◆ **USING THE INFORMATION**
a: From the passage on recorded mammal species, list every bat it names, each with its scientific name in parentheses.
b: Write out the part of the passage on recorded mammal species that opens with the words containing "209 species of" and closes with "agouti (Dasyprocta guamara).", keeping every character as it stands.
c: Continue the passage on recorded mammal species, picking up after its final sentence.
═══ SOURCE DOCUMENT
209 species of mammals have been recorded, including jaguar (Panthera onca), cougar (Puma concolor), South American tapir (Tapirus terrestris), white-lipped peccary (Tayassu pecari), collared peccary (Pecari tajacu), brocket deer (Mazama genus), white-eared opossum (Didelphis albiventris), big lutrine opossum (Lutreolina crassicaudata), Robinson's mouse opossum (Marmosa robinsoni), Davy's naked-backed bat (Pteronotus davyi), Fernandez's sword-nosed bat (Lonchorhina fernandezi), highland yellow-shouldered bat (Sturnira ludovici), eastern lowland olingo (Bassaricyon alleni), fiery squirrel (Sciurus flammifer), Guyanan spiny rat (Proechimys hoplomyoides) and Orinoco agouti (Dasyprocta guamara).
══════
═══ DATA UNDER STUDY
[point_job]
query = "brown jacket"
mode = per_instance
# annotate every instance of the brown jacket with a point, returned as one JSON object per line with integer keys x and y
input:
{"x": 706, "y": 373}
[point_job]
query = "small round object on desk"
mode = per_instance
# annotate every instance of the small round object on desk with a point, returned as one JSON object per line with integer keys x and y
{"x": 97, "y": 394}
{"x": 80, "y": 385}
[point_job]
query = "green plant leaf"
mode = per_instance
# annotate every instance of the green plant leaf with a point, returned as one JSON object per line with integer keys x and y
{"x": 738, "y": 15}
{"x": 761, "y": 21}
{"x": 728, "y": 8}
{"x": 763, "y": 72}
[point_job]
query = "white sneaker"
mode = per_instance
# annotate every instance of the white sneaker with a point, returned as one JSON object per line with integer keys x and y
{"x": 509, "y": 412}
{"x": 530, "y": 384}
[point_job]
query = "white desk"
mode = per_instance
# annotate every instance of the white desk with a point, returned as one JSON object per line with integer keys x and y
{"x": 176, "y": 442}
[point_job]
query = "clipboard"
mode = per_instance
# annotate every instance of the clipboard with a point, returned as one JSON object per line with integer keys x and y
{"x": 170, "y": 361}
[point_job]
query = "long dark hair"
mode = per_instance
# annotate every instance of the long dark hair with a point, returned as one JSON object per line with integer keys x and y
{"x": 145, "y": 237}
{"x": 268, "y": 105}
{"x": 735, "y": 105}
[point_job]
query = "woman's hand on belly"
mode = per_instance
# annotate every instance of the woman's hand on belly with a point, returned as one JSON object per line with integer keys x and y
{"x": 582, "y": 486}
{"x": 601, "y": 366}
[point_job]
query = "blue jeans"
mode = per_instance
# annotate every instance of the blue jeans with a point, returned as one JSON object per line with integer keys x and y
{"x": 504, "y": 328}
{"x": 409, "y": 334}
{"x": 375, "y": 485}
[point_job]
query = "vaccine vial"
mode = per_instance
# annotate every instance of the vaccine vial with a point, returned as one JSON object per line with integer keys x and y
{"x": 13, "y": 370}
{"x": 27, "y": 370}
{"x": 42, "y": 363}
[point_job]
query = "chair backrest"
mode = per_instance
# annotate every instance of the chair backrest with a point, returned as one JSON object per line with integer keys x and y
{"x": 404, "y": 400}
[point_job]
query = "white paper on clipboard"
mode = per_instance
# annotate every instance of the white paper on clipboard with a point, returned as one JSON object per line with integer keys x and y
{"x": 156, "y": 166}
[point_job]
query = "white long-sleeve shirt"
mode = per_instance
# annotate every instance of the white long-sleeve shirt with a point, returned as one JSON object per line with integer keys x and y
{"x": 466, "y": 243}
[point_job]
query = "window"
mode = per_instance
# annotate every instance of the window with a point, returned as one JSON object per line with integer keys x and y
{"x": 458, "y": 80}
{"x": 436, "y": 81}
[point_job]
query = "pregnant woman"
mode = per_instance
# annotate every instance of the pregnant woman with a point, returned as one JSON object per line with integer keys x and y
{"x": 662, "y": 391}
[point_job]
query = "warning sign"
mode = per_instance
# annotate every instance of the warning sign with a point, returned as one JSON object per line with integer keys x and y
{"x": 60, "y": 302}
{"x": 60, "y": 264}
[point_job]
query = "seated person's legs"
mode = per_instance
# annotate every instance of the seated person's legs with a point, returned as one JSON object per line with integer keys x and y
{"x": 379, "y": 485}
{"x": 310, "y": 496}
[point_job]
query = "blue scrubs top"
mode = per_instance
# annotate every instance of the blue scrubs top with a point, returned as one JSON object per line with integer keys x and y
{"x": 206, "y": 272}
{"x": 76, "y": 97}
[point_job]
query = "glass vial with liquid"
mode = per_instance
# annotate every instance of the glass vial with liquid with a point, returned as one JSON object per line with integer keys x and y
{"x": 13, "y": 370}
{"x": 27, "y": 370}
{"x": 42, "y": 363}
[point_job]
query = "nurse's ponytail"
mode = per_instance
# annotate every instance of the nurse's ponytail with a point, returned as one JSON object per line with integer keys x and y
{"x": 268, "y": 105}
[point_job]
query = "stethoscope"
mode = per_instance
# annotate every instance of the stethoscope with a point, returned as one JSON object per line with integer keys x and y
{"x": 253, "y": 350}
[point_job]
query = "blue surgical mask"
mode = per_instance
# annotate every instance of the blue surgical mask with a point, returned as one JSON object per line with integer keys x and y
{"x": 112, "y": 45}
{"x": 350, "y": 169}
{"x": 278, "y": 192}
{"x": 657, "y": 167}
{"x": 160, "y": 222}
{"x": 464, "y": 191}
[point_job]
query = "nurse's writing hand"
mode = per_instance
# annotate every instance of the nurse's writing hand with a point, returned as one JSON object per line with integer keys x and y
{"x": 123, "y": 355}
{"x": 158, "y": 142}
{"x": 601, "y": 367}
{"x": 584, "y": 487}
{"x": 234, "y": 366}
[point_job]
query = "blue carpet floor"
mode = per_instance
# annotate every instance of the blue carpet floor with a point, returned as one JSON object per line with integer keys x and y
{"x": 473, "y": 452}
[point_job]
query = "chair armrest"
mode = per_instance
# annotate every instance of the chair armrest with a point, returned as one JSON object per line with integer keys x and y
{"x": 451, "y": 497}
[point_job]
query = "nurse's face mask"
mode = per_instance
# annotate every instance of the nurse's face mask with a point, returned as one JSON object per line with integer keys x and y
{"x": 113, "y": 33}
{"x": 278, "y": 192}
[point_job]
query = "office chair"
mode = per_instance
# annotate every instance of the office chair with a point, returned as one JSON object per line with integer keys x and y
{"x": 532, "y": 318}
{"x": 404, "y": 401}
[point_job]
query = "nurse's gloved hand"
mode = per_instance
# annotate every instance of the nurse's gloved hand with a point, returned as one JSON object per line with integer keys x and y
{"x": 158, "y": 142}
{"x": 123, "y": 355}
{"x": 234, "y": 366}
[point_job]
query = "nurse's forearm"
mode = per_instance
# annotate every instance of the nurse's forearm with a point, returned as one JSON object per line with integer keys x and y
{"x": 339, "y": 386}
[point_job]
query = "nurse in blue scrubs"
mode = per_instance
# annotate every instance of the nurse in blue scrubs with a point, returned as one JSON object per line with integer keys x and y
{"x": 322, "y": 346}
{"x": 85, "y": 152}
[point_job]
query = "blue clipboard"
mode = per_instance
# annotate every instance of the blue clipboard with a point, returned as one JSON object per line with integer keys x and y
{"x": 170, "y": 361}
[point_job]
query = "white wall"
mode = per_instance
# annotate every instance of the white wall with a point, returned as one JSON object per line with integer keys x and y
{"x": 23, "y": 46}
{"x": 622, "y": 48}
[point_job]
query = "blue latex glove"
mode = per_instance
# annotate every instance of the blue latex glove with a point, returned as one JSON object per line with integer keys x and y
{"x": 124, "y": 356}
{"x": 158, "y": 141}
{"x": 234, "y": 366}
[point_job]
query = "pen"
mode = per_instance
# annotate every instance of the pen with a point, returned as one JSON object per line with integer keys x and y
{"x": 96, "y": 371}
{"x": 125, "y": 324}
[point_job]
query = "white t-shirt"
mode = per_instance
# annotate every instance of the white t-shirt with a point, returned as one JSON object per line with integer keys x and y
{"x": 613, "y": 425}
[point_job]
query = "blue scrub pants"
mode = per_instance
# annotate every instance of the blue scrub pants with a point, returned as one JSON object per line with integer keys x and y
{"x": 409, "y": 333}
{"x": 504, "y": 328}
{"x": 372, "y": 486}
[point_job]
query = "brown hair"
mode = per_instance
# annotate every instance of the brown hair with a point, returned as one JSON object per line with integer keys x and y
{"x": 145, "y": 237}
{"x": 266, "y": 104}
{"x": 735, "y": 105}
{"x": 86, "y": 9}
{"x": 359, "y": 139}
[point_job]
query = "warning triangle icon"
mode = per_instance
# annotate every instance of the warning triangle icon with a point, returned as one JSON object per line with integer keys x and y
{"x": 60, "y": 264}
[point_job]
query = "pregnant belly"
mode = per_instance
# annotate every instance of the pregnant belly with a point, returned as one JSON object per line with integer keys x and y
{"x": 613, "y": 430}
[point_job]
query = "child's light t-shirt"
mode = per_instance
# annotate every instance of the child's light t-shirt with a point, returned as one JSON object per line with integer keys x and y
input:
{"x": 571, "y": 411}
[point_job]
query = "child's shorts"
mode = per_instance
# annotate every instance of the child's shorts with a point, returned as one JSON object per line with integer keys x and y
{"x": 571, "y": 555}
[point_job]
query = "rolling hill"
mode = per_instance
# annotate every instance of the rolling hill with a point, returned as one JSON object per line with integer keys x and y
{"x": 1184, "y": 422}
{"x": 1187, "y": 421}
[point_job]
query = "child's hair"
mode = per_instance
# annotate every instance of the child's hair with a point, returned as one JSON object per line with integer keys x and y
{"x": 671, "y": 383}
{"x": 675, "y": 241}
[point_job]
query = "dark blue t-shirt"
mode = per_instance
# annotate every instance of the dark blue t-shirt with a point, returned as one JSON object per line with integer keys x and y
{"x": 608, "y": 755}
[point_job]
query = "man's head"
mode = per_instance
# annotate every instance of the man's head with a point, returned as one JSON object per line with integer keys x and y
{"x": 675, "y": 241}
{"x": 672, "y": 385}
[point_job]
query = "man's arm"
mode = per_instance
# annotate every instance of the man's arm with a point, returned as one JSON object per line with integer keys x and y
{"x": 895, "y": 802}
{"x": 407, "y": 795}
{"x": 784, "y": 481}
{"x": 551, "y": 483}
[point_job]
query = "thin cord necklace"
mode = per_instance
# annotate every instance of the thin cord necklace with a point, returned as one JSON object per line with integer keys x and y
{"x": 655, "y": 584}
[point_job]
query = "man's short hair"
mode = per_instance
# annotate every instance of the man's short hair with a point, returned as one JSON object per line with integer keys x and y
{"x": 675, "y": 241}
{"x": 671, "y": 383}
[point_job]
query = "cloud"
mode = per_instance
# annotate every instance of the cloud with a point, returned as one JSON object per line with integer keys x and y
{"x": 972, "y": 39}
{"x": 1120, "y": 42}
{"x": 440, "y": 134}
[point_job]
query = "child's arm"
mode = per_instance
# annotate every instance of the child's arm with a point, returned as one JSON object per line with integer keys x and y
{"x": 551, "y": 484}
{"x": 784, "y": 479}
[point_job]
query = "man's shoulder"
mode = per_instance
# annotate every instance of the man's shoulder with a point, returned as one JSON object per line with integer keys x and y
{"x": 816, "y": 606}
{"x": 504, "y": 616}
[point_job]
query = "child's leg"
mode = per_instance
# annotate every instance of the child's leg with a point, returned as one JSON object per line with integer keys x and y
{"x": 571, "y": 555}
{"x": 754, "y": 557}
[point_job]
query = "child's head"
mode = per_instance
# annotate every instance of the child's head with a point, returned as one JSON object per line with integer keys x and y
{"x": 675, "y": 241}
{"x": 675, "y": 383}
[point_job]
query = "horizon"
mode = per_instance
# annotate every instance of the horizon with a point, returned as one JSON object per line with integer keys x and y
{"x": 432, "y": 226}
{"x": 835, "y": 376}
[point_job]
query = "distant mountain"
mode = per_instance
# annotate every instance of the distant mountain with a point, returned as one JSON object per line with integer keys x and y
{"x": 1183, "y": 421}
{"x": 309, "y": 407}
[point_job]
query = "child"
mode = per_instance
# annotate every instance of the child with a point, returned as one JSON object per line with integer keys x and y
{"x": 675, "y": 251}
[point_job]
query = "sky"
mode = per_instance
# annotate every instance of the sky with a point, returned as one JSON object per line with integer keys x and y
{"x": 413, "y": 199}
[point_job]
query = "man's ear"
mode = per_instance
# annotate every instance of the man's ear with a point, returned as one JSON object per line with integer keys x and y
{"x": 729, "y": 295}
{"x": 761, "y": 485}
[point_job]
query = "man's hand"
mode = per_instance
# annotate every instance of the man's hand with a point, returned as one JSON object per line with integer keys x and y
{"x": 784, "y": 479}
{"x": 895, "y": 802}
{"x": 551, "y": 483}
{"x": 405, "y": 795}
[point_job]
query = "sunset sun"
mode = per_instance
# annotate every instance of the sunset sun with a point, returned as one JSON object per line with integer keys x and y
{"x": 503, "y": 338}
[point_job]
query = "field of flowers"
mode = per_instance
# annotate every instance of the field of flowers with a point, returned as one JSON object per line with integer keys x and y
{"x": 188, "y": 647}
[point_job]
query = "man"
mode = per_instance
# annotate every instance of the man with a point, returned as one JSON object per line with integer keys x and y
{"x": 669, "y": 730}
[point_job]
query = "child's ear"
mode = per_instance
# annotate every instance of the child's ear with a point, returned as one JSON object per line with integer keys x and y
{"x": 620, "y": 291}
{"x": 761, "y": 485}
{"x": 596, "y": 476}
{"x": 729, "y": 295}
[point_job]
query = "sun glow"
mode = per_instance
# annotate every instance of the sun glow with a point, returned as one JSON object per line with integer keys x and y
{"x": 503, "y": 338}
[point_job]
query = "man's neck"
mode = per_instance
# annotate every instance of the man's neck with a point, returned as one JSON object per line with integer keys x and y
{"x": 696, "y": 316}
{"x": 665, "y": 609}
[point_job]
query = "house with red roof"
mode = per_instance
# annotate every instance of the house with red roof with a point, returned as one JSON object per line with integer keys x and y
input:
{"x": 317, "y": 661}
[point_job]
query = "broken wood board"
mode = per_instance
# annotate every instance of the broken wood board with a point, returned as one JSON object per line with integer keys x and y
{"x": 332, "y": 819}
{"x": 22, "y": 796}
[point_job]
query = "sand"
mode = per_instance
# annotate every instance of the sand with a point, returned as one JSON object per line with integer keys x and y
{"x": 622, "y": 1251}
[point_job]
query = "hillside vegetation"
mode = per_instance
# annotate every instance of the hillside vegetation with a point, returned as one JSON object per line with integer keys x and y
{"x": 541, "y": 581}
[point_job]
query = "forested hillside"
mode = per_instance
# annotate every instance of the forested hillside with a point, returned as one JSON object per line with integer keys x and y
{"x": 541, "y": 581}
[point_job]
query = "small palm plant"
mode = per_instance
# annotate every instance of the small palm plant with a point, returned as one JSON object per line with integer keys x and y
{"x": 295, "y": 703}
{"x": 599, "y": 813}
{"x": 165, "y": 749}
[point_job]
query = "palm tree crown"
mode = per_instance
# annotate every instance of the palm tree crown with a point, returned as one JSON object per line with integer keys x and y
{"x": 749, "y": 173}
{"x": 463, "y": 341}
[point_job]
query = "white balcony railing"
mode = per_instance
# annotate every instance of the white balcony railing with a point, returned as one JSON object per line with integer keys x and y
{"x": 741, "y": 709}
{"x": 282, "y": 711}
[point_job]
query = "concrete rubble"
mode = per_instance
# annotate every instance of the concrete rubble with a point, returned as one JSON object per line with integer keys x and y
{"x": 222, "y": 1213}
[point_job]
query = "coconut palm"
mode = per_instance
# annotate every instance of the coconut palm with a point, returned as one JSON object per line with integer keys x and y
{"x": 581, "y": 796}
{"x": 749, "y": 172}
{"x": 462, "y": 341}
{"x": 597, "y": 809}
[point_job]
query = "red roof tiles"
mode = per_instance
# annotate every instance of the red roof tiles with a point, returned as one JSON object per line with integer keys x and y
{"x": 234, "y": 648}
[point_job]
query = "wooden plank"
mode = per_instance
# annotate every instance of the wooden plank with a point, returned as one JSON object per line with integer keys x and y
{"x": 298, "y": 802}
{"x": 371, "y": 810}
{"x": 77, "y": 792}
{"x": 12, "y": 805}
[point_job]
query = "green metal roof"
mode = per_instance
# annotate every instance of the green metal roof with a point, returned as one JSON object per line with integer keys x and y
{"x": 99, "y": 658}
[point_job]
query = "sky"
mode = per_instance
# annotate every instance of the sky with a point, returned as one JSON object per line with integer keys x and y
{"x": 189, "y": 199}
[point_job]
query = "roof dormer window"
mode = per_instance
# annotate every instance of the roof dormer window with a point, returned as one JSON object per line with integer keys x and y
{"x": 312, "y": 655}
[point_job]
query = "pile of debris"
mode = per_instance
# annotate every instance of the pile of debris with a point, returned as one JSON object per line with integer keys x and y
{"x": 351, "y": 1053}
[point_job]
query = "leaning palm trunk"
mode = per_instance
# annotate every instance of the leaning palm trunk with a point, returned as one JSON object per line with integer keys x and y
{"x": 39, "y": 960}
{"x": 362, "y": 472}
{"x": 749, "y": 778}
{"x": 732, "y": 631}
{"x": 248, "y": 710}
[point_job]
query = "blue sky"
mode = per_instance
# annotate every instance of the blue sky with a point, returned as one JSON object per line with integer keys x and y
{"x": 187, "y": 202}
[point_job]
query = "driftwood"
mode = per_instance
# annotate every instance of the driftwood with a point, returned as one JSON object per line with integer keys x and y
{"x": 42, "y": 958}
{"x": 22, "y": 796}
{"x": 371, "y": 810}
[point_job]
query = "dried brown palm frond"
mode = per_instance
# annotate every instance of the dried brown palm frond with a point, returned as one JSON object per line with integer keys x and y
══════
◆ **RESPONSE LIST**
a: Davy's naked-backed bat (Pteronotus davyi), Fernandez's sword-nosed bat (Lonchorhina fernandezi), highland yellow-shouldered bat (Sturnira ludovici)

b:
209 species of mammals have been recorded, including jaguar (Panthera onca), cougar (Puma concolor), South American tapir (Tapirus terrestris), white-lipped peccary (Tayassu pecari), collared peccary (Pecari tajacu), brocket deer (Mazama genus), white-eared opossum (Didelphis albiventris), big lutrine opossum (Lutreolina crassicaudata), Robinson's mouse opossum (Marmosa robinsoni), Davy's naked-backed bat (Pteronotus davyi), Fernandez's sword-nosed bat (Lonchorhina fernandezi), highland yellow-shouldered bat (Sturnira ludovici), eastern lowland olingo (Bassaricyon alleni), fiery squirrel (Sciurus flammifer), Guyanan spiny rat (Proechimys hoplomyoides) and Orinoco agouti (Dasyprocta guamara).

c:
Endangered mammals include black bearded saki (Chiropotes satanas), Fernandez's sword-nosed bat (Lonchorhina fernandezi) and giant otter (Pteronura brasiliensis).

Snakes include fer-de-lance (Bothrops asper), palm pit-vipers (Bothriechis genus), coral snakes (Micrurus genus), boa constrictors (Boa constrictor) and bushmasters (Lachesis muta). There are many green iguanas (Iguana iguana) and tegus lizards (Tupinambis genus).
Endangered amphibians include the demonic poison frog (Minyobates steyermarki).

631 species of birds have been recorded, including white-cheeked pintail (Anas bahamensis), aplomado falcon (Falco femoralis), brown-throated parakeet (Eupsittula pertinax), pavonine cuckoo (Dromococcyx pavoninus), Middle American screech owl (Megascops guatemalae), burrowing owl (Athene cunicularia), emeralds and hummingbirds in the Amazilia genus, chestnut-tipped toucanet (Aulacorhynchus derbianus), smoke-colored pewee (Contopus fumigatus), orange-crowned oriole (Icterus auricapillus), grey seedeater (Sporophila intermedia), two-banded warbler (Myiothlypis bivittata) and black-backed water tyrant (Fluvicola albiventer).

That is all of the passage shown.